**TEXT:**
David Mathog mathog at seqvax.caltech.edu
Tue Feb 14 13:29:00 EST 1995


Just a few more gripes after a hard day porting.  Common folks - a little
rigor up front would save a ton of work...

1.  Do NOT use any of the following to indicate OSF/1

    #ifdef ALPHA
    #ifdef alpha
    #ifdef __ALPHA
    #ifdef __alpha
    #ifdef axp
    etc.

    Right now the AXP chips run OSF/1 & VMS & WNT.  A Linux
    version is in the works too.  So trying to mark OSF/1 by specifying the
    chip is a *poor* idea.  It's possible that OSF1 might run someday
    on another processor too.  Solaris runs on multiple platforms, so
    does WNT.  Additionally, OS's that run on multiple platforms need
    a symbol for any platform (shared things, like directory syntax) and
    for each platform (for data types which may have different length.)

    Something along the following lines would be good:

    #ifdef axpOSF       /* OSF/1 on AXP */
    #ifdef axpWNT       /* WNT on AXP */

    #ifdef axpVMS       /* VMS on AXP */
    #ifdef vaxVMS       /* VMS on VAX */
    #ifdef anyVMS       /* VMS on any platform */

    #ifdef riscSOLARIS  /* Solaris on RISC */
    #ifdef intelSOLARIS /* Solaris on Intel */
    #ifdef anySOLARIS   /* Solaris on any platform */

    #ifdef intelLINUX   /* Linux on Intel */
    #ifdef axpLINUX     /* Linux on AXP */
    #ifdef anyLINUX     /* Linux on any platform */

2.  Ok, you can't know ahead of time what platform somebody is going to
    port your software to, but just think how much fun it is to 
    dig through a nested set of ifdefs that look like the following in 
    order to figure out where to patch in for a new OS:

    #if defined(A) || defined(B)

**STORED ROWS:**
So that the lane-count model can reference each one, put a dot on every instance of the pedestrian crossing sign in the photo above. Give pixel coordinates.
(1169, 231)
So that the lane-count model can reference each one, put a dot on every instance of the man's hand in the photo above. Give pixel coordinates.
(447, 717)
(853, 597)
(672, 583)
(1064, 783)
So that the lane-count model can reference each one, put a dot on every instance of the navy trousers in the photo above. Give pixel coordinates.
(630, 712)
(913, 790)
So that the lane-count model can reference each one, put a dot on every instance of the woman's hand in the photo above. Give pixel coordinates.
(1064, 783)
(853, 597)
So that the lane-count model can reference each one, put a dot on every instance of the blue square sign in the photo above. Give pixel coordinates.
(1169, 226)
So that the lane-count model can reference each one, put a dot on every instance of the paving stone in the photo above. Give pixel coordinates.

---

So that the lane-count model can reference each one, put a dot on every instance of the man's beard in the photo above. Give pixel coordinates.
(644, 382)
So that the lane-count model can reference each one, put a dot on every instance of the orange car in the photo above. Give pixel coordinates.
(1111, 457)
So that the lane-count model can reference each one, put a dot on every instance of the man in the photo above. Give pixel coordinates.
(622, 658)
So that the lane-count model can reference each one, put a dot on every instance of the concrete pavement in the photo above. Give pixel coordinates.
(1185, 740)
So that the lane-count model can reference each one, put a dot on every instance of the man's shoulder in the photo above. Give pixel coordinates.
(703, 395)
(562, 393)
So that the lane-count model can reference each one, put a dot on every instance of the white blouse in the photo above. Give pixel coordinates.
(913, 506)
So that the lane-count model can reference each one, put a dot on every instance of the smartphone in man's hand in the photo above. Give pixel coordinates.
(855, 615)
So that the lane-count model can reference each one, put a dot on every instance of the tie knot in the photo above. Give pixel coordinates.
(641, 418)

---

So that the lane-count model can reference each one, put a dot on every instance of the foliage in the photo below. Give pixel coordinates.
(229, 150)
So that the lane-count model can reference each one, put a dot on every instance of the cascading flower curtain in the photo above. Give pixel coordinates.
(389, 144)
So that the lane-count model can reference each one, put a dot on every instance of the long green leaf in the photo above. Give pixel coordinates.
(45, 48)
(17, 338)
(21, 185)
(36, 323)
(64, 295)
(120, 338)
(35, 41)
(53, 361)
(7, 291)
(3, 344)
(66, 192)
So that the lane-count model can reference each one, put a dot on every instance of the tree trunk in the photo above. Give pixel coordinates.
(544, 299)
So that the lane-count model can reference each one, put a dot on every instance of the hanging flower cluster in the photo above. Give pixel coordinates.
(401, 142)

**PROBLEM A:** Which symbols does the porting post say not to use to mark OSF/1? List them all.
**PROBLEM B:** Based on the porting post, answer yes or no to each statement and quote the words that decide it: (i) A Linux version for AXP chips is already finished. (ii) Solaris runs on more than one platform. (iii) The writer thinks marking OSF/1 by the chip is a good idea.
**PROBLEM C:** Write out the porting post word for word, starting at "David Mathog mathog" and ending at "ton of work...".

**CORRECT RESPONSE A:** ALPHA, alpha, __ALPHA, __alpha, axp

**CORRECT RESPONSE B:**
(i) No: "A Linux version is in the works too."
(ii) Yes: "Solaris runs on multiple platforms"
(iii) No: "chip is a *poor* idea"

**CORRECT RESPONSE C:**
David Mathog mathog at seqvax.caltech.edu
Tue Feb 14 13:29:00 EST 1995


Just a few more gripes after a hard day porting.  Common folks - a little
rigor up front would save a ton of work...